WHAT YOU WILL DO »
Among the lines below, count those with the word "target". Answer with the number only.

RECORDS FOR THIS TASK »
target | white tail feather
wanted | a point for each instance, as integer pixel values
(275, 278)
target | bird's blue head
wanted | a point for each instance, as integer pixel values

WRITTEN SOLUTION »
2